** Start **

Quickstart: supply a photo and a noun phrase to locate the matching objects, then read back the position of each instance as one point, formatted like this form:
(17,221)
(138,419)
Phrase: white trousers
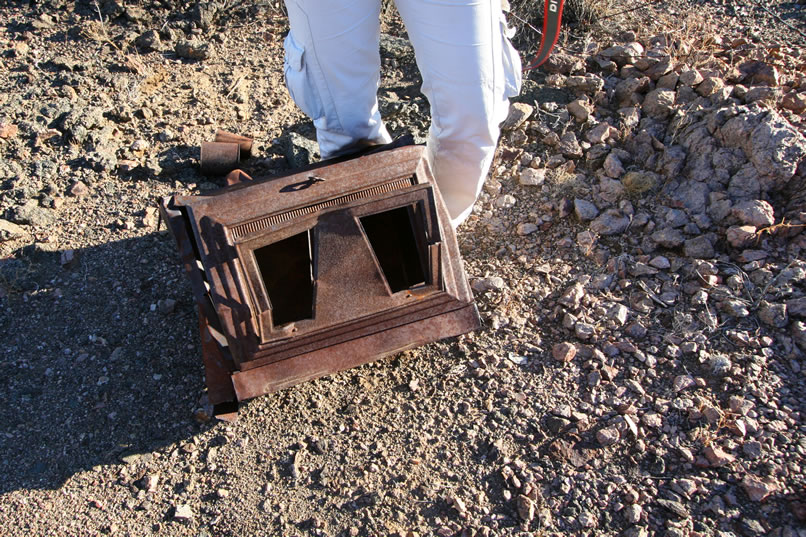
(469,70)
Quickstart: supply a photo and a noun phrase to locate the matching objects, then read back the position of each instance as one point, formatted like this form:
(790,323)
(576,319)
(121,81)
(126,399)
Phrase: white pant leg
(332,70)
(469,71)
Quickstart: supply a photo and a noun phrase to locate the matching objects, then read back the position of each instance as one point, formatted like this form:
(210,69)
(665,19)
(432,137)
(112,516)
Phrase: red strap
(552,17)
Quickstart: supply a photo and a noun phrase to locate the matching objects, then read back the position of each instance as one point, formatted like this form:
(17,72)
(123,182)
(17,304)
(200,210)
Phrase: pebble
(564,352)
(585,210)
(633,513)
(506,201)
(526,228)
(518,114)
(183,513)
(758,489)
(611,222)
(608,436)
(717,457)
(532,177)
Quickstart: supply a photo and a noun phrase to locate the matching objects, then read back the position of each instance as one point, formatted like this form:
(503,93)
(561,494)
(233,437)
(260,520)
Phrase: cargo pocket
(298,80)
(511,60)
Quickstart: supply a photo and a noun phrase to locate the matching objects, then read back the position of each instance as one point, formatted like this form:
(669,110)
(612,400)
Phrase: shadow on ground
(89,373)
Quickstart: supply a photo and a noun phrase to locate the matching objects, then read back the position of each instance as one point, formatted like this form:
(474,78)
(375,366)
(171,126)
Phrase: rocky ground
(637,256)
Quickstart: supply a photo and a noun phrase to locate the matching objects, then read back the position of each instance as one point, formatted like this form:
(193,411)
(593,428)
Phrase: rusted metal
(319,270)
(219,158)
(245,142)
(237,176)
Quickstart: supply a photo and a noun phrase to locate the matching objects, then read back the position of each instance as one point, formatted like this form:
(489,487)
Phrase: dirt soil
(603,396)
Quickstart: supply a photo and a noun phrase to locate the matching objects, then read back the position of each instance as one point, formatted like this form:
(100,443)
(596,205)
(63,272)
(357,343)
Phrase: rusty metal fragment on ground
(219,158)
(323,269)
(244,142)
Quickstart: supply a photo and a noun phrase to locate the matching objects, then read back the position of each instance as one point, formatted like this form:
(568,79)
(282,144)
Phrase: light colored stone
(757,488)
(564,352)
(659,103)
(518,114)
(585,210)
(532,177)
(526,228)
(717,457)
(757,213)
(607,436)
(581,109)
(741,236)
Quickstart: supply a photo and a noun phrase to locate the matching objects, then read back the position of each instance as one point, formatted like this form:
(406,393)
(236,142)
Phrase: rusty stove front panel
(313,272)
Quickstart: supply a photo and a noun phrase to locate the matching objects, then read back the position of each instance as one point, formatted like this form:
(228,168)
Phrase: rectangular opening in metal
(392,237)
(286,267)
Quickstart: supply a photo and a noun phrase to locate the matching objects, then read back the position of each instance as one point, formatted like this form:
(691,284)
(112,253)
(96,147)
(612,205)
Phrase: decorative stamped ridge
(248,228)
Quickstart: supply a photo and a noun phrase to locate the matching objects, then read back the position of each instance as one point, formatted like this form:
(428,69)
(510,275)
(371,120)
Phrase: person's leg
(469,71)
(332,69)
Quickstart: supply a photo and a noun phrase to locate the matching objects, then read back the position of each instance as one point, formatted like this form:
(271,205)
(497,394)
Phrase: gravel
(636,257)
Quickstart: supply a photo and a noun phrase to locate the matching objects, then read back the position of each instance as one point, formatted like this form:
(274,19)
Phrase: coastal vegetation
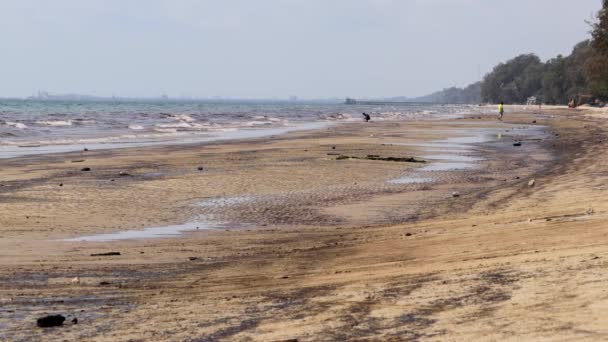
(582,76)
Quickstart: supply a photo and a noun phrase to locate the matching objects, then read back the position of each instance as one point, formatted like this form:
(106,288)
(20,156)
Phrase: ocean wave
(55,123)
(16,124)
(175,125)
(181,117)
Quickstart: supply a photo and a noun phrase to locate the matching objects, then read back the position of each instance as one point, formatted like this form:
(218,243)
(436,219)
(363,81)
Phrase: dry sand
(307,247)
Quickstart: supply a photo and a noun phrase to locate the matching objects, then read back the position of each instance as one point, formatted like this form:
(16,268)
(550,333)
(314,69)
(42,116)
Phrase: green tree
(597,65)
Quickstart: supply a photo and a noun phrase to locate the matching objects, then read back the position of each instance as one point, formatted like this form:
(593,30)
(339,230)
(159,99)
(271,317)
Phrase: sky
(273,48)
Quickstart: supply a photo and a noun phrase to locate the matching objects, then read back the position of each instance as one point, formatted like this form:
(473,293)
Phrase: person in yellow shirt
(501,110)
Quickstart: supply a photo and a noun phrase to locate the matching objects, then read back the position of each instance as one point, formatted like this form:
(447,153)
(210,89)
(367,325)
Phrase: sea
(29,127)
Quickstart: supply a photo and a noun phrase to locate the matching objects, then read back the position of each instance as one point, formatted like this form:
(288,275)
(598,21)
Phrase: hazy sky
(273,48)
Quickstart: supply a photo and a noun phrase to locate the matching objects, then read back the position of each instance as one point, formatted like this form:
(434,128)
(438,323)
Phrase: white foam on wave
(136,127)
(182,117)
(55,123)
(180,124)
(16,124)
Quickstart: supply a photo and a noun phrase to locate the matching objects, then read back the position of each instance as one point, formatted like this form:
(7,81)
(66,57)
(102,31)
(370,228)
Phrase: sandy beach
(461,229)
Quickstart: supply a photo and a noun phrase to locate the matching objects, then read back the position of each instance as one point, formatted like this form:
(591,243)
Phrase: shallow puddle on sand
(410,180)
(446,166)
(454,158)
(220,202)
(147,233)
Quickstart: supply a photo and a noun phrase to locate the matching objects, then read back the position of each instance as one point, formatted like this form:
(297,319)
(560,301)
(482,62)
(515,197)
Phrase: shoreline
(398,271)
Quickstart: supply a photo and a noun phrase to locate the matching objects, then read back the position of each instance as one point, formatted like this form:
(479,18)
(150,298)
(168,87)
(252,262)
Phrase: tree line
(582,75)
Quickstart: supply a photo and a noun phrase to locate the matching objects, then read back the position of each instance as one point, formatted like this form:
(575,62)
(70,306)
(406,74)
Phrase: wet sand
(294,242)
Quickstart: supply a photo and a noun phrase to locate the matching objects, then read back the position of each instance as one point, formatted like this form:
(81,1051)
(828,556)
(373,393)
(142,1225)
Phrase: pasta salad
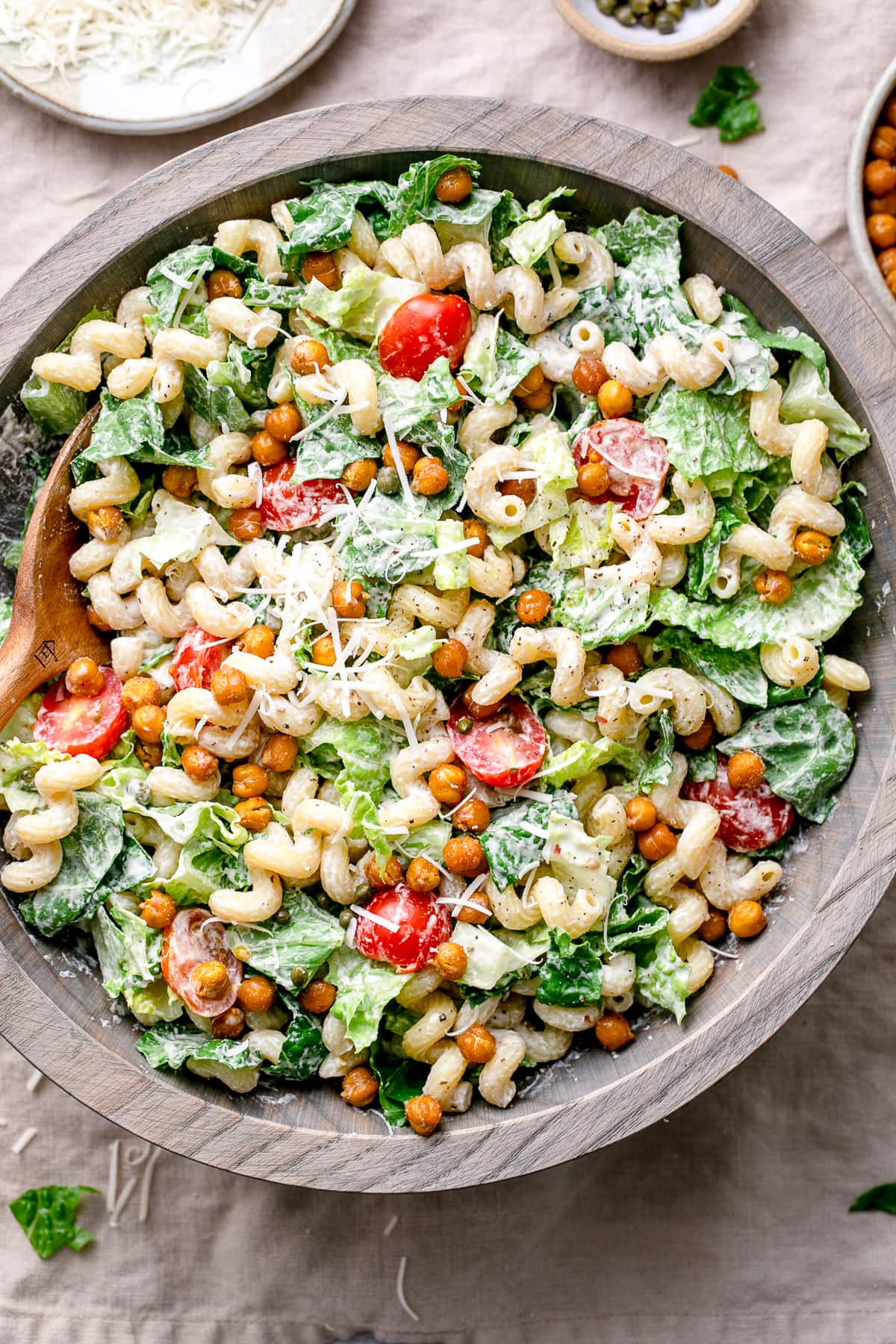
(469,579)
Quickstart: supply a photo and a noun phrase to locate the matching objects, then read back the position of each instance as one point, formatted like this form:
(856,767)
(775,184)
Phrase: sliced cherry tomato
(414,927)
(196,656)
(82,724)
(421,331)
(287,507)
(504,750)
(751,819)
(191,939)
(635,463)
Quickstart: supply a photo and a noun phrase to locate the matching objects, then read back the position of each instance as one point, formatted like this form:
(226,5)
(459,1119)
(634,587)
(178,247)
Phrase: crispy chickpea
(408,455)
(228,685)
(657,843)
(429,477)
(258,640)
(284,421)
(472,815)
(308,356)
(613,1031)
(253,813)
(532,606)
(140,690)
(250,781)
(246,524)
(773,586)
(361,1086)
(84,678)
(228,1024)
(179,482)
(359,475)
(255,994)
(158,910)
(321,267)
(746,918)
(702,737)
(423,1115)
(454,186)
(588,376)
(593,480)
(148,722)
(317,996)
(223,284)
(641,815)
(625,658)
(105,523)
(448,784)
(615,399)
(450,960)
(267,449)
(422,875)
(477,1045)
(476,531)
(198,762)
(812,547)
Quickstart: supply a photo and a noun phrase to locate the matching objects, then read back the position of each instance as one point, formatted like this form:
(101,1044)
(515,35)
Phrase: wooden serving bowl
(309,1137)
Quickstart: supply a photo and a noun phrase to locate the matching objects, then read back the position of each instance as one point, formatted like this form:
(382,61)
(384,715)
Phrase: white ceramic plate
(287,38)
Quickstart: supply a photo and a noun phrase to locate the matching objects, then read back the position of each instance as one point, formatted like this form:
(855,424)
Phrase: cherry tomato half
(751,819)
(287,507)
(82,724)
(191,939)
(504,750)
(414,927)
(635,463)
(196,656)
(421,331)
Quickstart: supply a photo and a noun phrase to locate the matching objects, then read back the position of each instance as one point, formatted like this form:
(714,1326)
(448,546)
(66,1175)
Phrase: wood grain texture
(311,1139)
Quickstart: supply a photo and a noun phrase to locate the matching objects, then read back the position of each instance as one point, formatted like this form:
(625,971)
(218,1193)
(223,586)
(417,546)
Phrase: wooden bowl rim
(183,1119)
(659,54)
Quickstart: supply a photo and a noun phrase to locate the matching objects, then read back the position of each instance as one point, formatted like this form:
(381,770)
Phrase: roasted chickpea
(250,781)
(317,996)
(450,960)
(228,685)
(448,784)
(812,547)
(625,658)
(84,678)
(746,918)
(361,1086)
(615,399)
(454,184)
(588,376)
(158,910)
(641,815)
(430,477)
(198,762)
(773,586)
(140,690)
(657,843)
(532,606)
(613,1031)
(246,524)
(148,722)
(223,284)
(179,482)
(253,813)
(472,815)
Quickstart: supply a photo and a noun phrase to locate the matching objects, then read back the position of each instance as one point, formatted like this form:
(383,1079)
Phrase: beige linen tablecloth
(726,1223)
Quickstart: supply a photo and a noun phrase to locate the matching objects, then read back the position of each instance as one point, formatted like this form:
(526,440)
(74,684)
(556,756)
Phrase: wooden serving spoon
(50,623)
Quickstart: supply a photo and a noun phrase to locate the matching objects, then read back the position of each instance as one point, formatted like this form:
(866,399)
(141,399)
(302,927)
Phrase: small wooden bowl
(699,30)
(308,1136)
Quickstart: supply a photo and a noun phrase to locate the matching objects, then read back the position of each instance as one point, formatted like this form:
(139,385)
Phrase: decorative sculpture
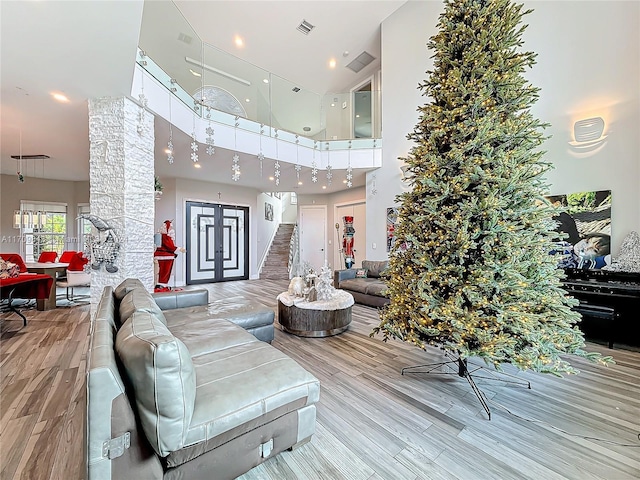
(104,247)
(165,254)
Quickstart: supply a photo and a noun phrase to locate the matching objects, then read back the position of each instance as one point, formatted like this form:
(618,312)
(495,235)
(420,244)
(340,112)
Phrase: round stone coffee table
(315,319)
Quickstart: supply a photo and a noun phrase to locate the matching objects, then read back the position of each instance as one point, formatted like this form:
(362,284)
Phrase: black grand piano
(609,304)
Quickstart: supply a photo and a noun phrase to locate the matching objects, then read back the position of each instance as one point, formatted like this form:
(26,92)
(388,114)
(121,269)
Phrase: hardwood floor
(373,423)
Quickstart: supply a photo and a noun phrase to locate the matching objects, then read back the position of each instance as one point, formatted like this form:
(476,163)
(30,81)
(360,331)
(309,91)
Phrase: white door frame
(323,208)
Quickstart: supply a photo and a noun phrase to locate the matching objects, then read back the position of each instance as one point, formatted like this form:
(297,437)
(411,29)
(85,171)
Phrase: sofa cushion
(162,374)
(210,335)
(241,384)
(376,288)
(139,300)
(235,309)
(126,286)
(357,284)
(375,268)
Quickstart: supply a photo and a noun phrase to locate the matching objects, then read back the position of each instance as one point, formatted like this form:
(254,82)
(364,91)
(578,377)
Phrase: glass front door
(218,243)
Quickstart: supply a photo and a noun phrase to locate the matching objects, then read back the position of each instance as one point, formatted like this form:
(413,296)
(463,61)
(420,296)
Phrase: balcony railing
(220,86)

** End **

### Task brief
Please count the lines in the rows above that contain the string "wooden", matching case exactly, and give only that number.

### Solution to this task
4